** WHAT TO DO **
Retype exactly the lines from the line with "of the sleeve" to the end of the data, keeping both boundary lines.
* BEGIN DATA SUPPLIED *
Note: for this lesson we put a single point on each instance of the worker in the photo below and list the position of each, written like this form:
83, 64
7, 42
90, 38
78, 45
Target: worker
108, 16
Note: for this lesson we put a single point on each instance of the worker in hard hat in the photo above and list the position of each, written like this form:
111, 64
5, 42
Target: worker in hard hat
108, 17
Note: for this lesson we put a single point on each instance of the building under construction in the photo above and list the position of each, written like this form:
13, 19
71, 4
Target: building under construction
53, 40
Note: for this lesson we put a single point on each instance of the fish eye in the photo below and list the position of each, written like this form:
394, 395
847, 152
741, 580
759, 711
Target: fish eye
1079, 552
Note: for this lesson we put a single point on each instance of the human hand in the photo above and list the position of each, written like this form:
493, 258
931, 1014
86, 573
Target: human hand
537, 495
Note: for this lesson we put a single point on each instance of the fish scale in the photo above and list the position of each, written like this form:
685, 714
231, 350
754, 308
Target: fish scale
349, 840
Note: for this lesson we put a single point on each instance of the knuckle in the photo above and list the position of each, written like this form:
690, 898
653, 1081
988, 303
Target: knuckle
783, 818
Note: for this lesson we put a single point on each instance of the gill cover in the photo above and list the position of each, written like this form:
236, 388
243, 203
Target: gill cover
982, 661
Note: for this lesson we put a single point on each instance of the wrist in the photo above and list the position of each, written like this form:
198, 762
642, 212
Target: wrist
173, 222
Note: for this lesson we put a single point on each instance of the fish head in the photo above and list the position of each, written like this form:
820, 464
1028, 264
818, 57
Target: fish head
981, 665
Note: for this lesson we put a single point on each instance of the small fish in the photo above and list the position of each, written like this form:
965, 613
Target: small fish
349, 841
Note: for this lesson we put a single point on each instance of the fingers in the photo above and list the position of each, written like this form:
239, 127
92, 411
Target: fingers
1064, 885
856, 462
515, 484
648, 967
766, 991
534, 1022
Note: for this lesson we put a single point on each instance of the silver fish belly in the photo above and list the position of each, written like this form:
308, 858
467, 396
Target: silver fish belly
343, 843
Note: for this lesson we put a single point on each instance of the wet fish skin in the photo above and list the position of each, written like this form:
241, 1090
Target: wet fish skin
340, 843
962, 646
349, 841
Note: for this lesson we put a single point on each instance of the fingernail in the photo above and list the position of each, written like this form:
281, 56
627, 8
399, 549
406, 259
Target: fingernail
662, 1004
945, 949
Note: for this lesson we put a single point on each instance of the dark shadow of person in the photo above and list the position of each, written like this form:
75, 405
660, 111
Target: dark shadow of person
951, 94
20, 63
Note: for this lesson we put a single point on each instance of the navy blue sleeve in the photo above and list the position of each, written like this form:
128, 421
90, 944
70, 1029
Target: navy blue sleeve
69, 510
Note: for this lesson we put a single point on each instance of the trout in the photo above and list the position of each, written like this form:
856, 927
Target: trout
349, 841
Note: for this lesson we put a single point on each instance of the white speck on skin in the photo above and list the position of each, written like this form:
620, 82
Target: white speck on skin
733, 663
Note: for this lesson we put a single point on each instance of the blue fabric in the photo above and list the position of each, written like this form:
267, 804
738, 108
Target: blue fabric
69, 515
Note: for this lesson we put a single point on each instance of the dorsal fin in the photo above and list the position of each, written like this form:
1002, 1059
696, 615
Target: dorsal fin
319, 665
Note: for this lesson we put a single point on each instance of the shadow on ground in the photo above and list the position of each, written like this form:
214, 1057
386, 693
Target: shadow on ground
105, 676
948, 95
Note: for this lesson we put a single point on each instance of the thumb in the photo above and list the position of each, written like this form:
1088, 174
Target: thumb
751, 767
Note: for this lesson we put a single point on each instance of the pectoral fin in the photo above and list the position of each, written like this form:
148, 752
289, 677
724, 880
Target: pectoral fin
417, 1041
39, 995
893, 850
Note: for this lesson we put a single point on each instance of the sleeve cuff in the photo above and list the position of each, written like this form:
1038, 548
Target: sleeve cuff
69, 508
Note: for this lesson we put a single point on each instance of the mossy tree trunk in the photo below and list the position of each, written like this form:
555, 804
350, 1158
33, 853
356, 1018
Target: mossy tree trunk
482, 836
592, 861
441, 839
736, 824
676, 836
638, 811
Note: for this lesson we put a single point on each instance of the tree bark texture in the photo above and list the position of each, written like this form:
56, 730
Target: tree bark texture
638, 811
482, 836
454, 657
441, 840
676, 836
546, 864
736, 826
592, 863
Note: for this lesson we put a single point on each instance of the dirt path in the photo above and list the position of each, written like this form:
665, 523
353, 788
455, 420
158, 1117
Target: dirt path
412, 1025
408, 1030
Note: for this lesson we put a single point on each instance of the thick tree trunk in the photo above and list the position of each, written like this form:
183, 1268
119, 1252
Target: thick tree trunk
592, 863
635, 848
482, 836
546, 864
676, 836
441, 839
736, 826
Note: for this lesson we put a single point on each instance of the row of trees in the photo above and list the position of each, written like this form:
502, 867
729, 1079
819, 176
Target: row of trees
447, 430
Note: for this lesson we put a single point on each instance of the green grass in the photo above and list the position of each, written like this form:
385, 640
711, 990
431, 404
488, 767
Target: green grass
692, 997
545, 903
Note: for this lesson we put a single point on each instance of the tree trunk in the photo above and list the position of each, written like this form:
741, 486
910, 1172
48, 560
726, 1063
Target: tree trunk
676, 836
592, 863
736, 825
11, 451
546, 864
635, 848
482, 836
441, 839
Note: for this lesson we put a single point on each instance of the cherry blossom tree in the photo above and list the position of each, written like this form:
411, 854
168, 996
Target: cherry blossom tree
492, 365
* END DATA SUPPLIED *
** RESULT FOR THIS TASK **
Note: for this lesson we put a single point on each instance of the sleeve cuff in the photo above and list the position of each, written like this form:
1038, 548
Target: sleeve cuff
69, 508
Note: for this lesson we put a single point on each instance of the mossy tree trunk in the photo below and list the position of each, written like this form:
555, 804
350, 1158
33, 853
356, 1018
Target: mossy tree trunk
482, 836
592, 861
441, 839
736, 824
676, 836
638, 811
Note: for this lesson we put a single point on each instance of the tree bark texture in the photo above and list the position of each, written like this form:
56, 730
Target: tree bark texture
638, 811
482, 836
454, 657
441, 840
676, 836
546, 864
736, 826
592, 863
Note: for this lesson we put a single point on each instance of the dirt path in the photo above and list the position of each, written like this form:
665, 523
353, 788
455, 420
158, 1117
Target: dirt path
412, 1025
408, 1030
Note: for this lesson we put a single point on each instance of the thick tree trunk in the photo above and list the position of each, written like this form:
183, 1268
119, 1252
Target: thick tree trunk
592, 863
635, 848
482, 836
546, 864
676, 836
441, 839
736, 826
Note: for this lesson we put a single point on each instance of the row of trees in the photo above and list the position of each, written like this form:
502, 867
729, 1079
819, 176
Target: row of trees
447, 430
Note: for this lesson we put a single point on each instance of the green grass in the photo above and list the position of each, written like this form:
385, 640
711, 990
431, 404
488, 767
Target: green grass
692, 997
545, 903
Note: for this lesson we put a single point on each instance of the tree trunk in the photo above and list the position of each, written like this form:
741, 486
910, 1172
48, 560
726, 1063
Target: tree trunk
676, 836
592, 863
736, 825
11, 451
546, 864
635, 848
482, 836
441, 839
Note: for this lesson we put a single point on each instance of the cherry blossom tree in the photo above and list the position of each, written like this form:
411, 854
168, 996
Target: cherry blossom tree
492, 365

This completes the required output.